→ **Source**:
^^^^

# Question about Alfalfa for goats...



## WhiteMountainsRanch (Jan 1, 2013)

*I have read over and over and from many different breeders that dairy goats need to be on alfalfa hay. (As mine are, they are Nubians).

I was talking to an acquaintance of mine who just got goats and she said that her breeder told her NOT to feed alfalfa because it upsets the Calcuim/ Phosphorus ratio with her goats, they are toggenburgs I believe. So she has them on Bermuda....

I've always heard the opposite.

Confused now. Thoughts?*


----------



## alsea1 (Jan 1, 2013)

I am int. as well.
So far I just feed mine all breed livestock and grass hay and loose goat minearls.
Mine are one nubian, two boer.
My goats will not eat alf. pellets. Tried it . They just leave them in the dish.


----------



## ragdollcatlady (Jan 1, 2013)

My milkers give the most on alfalfa hay. When you reduce the alfalfa even just for a day or so,  the milk reduces drastically. I use magnum milk minerals to of set the calcium in the hay.  I believe it is the balance between the calcium and the phosphorus you want to be aware of when feeding any food. You can adapt the rest of the diet from there.

^^^^

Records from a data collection
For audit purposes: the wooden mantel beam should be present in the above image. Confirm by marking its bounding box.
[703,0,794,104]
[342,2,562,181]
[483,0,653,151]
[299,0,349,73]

^^^^

→ **Jobs**:
1 > Using the forum thread on alfalfa for goats, decide whether each statement agrees with it, answering yes or no and quoting the words that settle it: (a) The goats belonging to alsea1 eat alfalfa pellets. (b) According to ragdollcatlady, milk output falls sharply when alfalfa is cut back. (c) The acquaintance feeds her goats Bermuda.
2 > Proceed with the forum thread on alfalfa for goats, writing on from the point where it stops.
You can leave the records aside; they aren't needed.

→ **Answers to the tasks**:
1 >
(a) No: "My goats will not eat alf. pellets."
(b) Yes: "the milk reduces drastically."
(c) Yes: "So she has them on Bermuda"

2 >
----------



## kstaven (Jan 1, 2013)

Alfalfa pellets are hit and miss with goats. They are so hard most don't find them palatable and they are wasted. Cubes tend to be accepted with less wastage. We feed alfalfa hay because it is readily available here and notice a difference in condition and milk outputs if it is reduced. We have run many toggs and they thrive on it.

For may of us alfalfa hay is MUCH CHEAPER than reliance on overpriced bagged supplements and feeds. While this may not be a huge deal to those with a few goats for pleasure, home production or as a hobby, the cost is massive when one dairies a large herd. 

Personally I think your friend has it backwards. Unless she is "specifically" talking about wethers or bucks. Then I would limit alfalfa access and use more straight grass hay.


----------



## OneFineAcre (Jan 1, 2013)

We feed coastal bermuda supplemented with a locally mixed all stock and minerals.

In the SE, alfalfa is not grown here and is very expensive.

It's not necessary for dairy goats.

Everything I have ever read indicates that alfalfa will increase production in dairy animals.

Our farm is a hobby.  We show our animals and we get more than enough milk for our use.  We have no need to go to the extra expense to boost production.

I suppose it depends on what your goal is.


----------



## WhiteMountainsRanch (Jan 1, 2013)

kstaven said:
			
		

> Alfalfa pellets are hit and miss with goats. They are so hard most don't find them palatable and they are wasted. Cubes tend to be accepted with less wastage. We feed alfalfa hay because it is readily available here and notice a difference in condition and milk outputs if it is reduced. We have run many toggs and they thrive on it.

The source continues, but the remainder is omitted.